PROVIDED DATA:

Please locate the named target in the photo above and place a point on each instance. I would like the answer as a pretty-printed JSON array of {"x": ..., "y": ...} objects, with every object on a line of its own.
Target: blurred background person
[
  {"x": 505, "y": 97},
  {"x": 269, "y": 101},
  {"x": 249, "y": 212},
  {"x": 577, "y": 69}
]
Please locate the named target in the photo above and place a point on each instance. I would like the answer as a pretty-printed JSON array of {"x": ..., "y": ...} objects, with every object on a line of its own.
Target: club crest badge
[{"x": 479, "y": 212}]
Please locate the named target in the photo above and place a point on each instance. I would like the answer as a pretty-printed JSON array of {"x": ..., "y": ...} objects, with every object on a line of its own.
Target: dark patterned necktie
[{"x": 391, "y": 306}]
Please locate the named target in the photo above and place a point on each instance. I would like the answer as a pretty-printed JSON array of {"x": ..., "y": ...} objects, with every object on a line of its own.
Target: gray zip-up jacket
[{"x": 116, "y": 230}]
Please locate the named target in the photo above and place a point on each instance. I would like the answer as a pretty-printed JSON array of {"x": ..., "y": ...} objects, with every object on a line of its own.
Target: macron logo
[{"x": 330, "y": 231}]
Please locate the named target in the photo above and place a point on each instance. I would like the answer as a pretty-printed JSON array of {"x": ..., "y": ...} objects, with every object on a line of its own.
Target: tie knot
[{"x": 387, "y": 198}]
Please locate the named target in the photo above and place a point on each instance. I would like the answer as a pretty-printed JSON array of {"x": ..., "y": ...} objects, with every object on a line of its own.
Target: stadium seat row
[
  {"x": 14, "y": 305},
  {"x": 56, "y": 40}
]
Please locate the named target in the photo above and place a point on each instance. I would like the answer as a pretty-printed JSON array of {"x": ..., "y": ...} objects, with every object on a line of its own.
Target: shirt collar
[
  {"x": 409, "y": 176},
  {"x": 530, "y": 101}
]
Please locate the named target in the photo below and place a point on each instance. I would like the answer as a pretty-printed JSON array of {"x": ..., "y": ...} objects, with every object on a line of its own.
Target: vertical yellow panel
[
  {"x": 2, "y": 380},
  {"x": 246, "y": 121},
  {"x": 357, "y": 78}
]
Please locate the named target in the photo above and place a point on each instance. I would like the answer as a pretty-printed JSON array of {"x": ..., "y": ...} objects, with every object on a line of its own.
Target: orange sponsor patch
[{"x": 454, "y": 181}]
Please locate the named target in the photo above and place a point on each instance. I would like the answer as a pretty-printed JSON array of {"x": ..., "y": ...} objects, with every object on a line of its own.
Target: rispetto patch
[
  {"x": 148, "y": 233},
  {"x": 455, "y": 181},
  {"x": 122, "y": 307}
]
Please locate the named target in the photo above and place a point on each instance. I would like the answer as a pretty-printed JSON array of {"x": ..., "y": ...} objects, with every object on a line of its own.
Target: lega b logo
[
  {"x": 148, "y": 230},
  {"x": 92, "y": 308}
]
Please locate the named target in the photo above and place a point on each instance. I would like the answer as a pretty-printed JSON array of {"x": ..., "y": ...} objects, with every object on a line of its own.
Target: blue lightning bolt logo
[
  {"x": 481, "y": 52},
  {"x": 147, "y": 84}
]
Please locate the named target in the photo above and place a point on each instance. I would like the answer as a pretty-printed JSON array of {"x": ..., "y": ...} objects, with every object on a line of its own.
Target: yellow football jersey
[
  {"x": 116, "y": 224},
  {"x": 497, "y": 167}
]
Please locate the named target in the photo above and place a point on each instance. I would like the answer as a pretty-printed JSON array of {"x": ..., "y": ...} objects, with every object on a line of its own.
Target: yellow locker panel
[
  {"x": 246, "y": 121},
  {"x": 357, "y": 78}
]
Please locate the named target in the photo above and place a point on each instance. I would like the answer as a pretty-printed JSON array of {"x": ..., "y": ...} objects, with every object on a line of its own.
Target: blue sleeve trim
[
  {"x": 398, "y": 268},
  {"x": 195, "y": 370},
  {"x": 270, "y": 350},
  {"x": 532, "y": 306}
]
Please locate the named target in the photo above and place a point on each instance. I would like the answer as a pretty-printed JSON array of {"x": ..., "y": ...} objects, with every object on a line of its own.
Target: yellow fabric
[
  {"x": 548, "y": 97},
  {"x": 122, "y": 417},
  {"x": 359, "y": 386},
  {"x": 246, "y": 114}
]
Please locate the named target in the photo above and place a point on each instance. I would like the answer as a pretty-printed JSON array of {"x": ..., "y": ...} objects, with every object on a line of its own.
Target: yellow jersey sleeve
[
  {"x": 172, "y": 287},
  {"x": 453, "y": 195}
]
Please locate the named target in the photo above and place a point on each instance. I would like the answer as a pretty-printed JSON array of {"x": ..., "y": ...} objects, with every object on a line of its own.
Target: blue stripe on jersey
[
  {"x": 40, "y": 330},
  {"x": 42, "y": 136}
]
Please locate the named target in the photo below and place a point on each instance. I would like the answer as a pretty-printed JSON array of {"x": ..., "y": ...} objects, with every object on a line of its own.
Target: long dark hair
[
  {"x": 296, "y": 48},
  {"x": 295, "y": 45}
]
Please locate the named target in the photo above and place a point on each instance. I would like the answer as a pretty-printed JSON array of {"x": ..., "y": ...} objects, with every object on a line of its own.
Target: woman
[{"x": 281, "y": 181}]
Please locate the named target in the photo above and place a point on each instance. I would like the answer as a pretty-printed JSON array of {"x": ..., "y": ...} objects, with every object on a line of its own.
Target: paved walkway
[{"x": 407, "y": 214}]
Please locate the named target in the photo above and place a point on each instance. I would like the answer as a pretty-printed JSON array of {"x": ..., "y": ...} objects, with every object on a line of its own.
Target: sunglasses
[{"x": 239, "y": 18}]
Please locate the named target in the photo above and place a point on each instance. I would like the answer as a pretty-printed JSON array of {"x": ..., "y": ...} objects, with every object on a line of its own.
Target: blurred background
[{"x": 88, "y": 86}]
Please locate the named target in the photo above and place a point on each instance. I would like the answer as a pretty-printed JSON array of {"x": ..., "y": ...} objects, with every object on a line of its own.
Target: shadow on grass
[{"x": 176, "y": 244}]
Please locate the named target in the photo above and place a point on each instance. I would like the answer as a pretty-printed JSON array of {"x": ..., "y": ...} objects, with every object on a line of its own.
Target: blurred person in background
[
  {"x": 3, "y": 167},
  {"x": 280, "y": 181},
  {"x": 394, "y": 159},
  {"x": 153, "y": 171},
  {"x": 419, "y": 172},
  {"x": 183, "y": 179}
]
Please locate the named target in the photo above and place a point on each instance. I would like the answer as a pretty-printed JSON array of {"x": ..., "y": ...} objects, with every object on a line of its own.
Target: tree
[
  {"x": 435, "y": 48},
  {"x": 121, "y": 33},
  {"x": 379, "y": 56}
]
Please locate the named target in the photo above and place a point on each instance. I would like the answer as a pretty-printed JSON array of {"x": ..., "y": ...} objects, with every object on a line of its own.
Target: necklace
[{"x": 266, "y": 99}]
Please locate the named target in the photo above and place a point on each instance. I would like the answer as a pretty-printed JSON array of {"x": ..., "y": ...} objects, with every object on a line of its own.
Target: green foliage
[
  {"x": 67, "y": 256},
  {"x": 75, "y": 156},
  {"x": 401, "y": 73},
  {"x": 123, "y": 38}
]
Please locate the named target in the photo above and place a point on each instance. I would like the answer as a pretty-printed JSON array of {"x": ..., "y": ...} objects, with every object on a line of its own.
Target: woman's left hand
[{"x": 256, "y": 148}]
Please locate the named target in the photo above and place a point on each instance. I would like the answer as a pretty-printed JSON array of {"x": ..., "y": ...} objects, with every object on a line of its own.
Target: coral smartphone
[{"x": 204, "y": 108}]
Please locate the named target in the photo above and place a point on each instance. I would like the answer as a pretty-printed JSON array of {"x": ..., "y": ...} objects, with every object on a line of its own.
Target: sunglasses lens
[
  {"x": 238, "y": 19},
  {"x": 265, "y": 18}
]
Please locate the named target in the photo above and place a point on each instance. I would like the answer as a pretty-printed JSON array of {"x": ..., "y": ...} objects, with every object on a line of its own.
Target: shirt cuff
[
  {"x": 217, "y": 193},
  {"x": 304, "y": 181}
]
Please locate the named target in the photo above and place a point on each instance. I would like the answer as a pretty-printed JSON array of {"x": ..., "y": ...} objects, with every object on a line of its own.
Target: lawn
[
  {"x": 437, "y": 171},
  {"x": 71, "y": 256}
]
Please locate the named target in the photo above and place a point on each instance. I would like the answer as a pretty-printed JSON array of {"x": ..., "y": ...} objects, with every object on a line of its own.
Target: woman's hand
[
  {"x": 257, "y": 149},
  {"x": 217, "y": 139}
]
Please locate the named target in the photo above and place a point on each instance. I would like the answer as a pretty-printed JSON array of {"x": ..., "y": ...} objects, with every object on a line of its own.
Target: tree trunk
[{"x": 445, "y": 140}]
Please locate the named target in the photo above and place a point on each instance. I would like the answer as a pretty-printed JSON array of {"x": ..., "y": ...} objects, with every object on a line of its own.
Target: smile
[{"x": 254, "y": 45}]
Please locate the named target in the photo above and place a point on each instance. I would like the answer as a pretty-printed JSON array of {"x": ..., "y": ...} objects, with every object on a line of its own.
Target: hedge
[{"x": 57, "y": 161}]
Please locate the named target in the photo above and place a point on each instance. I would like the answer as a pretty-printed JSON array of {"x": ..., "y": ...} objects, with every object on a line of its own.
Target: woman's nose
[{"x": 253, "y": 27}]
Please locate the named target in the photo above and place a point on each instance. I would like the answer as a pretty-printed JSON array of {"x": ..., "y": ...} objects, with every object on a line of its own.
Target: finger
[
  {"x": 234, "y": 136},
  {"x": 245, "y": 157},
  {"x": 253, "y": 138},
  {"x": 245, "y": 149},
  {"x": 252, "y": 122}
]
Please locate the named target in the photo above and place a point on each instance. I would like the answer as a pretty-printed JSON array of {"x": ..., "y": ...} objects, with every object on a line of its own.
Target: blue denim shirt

AIM OF THE EXERCISE: Return word for word the line with "Target: woman's hand" and every line after it through the end of the records above.

EXERCISE SOLUTION:
Target: woman's hand
[
  {"x": 257, "y": 149},
  {"x": 217, "y": 139}
]
Please locate the named target in the photo above and place a point on each instance. I would like the answer as a pretty-printed JSON array of {"x": ..., "y": ...} objects, with every object on a line of its own.
Target: tree trunk
[{"x": 445, "y": 140}]
Please locate the named target in the photo above and place a point on each instance. I would like the answer as a pretty-printed JSON array of {"x": ..., "y": ...} objects, with every object on a line of its own.
Target: smile
[{"x": 254, "y": 45}]
Please locate the named target in the photo above and place a point on each instance. I would like the answer as a pretty-printed JSON array of {"x": ..., "y": ...} objects, with every object on a line of its own.
Target: hedge
[{"x": 57, "y": 161}]
Please locate the named target in the photo above and place a point on each instance. I would like the answer as a pretty-printed JSON array of {"x": ..., "y": ...} objects, with every object on a line of its own.
Target: woman's nose
[{"x": 253, "y": 27}]
Please locate the named target in the photo above and place a point on each instance. I would like the answer as a pretty-printed JSON array of {"x": ..., "y": ...} objects, with every object on a line of its own.
Target: finger
[
  {"x": 234, "y": 136},
  {"x": 245, "y": 157},
  {"x": 253, "y": 138},
  {"x": 245, "y": 149},
  {"x": 252, "y": 122}
]
Please locate the named target in the photo above and place a point on each instance. I would like the answer as a pretty-printed JSON array of {"x": ..., "y": ...} objects, with every object on a line of its own.
Target: blue denim shirt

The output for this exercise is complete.